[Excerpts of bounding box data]
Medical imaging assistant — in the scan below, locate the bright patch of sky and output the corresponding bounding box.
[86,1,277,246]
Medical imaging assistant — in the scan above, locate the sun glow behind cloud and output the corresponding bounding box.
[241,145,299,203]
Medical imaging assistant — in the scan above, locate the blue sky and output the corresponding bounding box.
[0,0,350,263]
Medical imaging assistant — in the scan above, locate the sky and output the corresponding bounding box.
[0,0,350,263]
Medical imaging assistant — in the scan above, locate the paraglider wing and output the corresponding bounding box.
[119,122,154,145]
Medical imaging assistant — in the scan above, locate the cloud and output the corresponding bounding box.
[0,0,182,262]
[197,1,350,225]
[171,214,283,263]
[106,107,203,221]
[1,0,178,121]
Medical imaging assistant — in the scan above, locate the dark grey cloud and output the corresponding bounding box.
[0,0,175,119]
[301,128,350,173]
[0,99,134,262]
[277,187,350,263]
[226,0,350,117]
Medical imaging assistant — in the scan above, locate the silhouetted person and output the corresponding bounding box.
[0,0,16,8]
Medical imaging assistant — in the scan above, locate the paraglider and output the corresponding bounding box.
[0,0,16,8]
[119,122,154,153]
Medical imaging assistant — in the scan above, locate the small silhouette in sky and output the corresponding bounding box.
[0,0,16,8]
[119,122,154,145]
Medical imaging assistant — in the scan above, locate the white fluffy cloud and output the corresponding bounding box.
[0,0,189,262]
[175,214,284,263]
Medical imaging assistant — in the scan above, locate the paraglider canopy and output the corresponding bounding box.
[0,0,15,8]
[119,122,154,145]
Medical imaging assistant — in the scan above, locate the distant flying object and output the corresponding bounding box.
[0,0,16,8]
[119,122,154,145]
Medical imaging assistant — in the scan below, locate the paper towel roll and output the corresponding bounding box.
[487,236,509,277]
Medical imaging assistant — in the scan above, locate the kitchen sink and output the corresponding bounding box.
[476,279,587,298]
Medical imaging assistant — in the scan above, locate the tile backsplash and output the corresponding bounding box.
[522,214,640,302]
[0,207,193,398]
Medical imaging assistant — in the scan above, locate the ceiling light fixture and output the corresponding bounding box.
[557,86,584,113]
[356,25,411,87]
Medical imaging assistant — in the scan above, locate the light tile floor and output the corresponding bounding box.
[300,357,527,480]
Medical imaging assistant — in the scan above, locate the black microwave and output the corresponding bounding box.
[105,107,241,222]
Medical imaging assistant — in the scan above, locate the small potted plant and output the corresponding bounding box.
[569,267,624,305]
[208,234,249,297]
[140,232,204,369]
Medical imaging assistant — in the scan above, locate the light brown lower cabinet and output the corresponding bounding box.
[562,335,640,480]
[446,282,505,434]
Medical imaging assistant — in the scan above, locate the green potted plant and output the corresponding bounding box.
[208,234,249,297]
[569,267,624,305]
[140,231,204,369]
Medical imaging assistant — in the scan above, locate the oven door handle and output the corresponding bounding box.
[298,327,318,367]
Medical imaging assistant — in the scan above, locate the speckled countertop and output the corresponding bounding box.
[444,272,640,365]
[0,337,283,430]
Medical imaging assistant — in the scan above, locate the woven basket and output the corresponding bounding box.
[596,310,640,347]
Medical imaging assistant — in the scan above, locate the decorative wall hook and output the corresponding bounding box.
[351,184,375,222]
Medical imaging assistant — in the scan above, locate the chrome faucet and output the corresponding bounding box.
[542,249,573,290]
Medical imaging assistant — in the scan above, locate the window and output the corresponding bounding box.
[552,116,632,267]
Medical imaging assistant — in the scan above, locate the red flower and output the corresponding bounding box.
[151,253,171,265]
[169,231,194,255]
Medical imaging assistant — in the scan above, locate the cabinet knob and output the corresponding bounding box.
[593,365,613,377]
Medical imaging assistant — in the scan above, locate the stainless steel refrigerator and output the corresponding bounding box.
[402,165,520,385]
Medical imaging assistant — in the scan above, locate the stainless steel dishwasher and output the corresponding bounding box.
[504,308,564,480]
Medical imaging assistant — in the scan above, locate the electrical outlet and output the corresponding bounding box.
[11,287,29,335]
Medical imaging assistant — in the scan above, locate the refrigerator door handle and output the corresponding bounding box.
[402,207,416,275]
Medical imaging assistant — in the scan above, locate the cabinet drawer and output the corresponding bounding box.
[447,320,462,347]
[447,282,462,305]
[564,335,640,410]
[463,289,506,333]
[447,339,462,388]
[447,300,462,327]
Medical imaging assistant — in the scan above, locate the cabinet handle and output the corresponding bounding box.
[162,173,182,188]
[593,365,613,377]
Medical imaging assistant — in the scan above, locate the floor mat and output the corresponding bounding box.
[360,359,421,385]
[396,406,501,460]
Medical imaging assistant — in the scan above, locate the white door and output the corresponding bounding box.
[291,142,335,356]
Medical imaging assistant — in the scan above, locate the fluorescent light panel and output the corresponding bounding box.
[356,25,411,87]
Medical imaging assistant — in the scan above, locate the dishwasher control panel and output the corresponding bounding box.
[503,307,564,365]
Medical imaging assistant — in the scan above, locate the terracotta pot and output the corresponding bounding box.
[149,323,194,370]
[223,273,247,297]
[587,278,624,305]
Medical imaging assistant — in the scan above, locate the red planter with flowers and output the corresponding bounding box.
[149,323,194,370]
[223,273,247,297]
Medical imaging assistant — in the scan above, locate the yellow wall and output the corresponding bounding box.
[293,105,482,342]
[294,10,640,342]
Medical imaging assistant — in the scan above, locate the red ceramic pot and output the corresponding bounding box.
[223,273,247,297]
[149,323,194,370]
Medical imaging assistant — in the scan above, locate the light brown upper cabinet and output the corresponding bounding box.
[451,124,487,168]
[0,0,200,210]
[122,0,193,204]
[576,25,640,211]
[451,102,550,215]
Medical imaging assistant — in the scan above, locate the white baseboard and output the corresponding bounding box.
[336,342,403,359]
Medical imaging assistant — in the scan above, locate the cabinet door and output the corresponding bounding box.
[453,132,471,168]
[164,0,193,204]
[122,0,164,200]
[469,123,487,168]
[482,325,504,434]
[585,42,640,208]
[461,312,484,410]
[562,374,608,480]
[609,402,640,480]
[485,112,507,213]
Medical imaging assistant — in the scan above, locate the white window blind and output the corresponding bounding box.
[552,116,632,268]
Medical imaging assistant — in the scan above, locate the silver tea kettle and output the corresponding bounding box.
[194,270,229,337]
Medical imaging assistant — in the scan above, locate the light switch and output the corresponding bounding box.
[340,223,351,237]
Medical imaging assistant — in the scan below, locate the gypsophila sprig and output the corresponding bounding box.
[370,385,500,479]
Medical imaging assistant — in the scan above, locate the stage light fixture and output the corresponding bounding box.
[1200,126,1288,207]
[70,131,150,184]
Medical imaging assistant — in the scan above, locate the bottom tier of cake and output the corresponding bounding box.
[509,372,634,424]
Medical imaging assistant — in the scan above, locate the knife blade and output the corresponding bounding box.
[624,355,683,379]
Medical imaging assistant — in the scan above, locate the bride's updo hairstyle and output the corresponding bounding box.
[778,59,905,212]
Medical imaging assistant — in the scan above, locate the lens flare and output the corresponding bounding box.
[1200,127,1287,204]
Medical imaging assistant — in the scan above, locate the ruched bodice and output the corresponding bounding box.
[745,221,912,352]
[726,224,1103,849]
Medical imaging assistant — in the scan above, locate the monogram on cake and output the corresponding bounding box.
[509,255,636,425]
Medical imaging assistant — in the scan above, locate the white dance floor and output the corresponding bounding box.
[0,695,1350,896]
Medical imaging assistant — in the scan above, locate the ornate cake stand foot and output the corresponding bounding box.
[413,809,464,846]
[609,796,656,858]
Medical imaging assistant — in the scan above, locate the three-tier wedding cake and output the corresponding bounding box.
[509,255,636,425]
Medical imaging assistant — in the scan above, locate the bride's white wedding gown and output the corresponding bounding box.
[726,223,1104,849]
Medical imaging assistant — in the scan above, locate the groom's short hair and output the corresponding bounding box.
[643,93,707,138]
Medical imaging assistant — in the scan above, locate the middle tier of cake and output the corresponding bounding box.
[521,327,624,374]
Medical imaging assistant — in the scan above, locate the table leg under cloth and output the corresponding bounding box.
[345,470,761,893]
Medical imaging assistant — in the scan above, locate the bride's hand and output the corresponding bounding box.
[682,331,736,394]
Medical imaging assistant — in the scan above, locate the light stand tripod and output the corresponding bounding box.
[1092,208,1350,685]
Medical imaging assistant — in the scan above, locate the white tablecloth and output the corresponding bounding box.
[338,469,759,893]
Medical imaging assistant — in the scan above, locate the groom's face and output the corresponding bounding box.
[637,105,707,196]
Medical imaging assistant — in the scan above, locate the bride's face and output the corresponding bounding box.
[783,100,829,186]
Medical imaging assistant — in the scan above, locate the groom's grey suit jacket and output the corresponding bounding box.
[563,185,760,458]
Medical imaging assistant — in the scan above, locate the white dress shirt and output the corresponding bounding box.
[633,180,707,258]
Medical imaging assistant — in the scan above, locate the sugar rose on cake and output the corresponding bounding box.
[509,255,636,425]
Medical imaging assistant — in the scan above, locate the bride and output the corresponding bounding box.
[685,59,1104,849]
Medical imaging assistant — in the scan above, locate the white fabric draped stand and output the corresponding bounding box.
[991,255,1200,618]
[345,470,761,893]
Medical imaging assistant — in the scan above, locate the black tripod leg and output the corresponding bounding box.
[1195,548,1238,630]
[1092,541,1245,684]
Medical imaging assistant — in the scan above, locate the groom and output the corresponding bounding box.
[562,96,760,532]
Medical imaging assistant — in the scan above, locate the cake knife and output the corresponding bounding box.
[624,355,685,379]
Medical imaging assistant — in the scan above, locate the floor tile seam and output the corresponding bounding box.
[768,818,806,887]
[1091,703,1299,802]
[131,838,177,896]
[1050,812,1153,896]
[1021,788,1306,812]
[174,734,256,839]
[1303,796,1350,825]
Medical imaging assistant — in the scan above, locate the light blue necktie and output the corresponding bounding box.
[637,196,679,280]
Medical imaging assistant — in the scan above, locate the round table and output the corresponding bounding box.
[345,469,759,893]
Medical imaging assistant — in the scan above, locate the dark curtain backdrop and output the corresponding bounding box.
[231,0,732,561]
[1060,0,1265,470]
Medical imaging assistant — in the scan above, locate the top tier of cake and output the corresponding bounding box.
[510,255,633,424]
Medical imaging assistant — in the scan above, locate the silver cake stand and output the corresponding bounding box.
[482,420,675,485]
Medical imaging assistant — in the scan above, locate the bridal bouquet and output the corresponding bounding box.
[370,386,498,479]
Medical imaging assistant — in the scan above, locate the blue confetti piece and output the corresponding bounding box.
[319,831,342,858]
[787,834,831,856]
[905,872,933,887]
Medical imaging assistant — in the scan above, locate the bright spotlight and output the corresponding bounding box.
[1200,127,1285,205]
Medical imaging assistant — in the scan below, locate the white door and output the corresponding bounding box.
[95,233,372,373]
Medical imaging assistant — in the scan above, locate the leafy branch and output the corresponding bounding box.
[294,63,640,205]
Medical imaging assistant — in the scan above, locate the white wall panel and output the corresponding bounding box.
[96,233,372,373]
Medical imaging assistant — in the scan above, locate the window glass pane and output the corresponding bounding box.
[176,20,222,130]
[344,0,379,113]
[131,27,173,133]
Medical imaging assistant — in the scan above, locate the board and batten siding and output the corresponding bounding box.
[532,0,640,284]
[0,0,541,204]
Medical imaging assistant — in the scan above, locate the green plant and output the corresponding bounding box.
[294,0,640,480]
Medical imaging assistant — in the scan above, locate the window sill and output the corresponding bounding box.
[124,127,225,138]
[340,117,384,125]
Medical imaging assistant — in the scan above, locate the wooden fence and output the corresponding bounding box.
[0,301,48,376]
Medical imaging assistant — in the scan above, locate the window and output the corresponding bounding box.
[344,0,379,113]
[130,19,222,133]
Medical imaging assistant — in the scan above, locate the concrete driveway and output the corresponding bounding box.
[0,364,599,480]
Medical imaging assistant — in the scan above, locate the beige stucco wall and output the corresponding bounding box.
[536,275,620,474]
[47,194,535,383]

# Task requirements
Copy the items word for word, starting at the very first line and ending at the line that contains "[241,145,299,203]", with that line included.

# Worked solution
Medical imaging assistant — in the scan below, locate the bright patch of sky and output the corresponding bounding box.
[86,1,277,246]
Medical imaging assistant — in the scan above, locate the sun glow behind cloud and output the corresponding bounding box.
[241,145,299,203]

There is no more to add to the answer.